DIRECTIONS.
Without changing a single word, set down all of the records.

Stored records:
========================================
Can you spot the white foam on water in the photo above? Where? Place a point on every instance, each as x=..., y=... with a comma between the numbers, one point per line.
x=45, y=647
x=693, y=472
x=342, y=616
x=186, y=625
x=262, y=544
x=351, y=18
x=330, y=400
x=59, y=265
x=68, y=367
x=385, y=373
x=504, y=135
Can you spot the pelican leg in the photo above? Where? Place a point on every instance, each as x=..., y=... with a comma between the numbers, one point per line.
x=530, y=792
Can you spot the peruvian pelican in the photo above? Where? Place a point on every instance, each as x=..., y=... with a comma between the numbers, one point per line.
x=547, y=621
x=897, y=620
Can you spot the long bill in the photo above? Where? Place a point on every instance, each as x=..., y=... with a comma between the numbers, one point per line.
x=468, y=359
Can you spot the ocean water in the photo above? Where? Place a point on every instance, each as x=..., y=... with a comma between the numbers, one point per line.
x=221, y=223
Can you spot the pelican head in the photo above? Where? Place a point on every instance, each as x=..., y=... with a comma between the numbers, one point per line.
========================================
RESULT OF THIS EXERCISE.
Can you spot the white foam on water in the photo above? Where? Place a point on every instance, each as x=..., y=... with a comma between the numbers, one point per line.
x=45, y=647
x=693, y=472
x=342, y=616
x=186, y=625
x=262, y=544
x=351, y=18
x=330, y=400
x=59, y=265
x=68, y=367
x=385, y=373
x=504, y=135
Can you spot the pelican leg in the photo above? Where? Place a point on every instance, each as x=..., y=... with a comma between the numbers, one point per line.
x=530, y=792
Can you spot the peruvian pelican in the photo above? Where? Place a point on every instance, each as x=..., y=... with a comma between the numbers, one point per line.
x=547, y=621
x=897, y=620
Can you spot the long bill in the photo above? Where? Place a point on every instance, each as x=..., y=... with a comma between the numbers, one point per line.
x=468, y=359
Can you spot the ocean water in the photo above? Where? Place a point on every instance, each as x=..., y=... with a comma between the numbers, one point per line.
x=221, y=223
Can you spot the pelican head in the photo above? Where? Place a point on every instance, each as x=..., y=... with a comma between the numbers, one point per line.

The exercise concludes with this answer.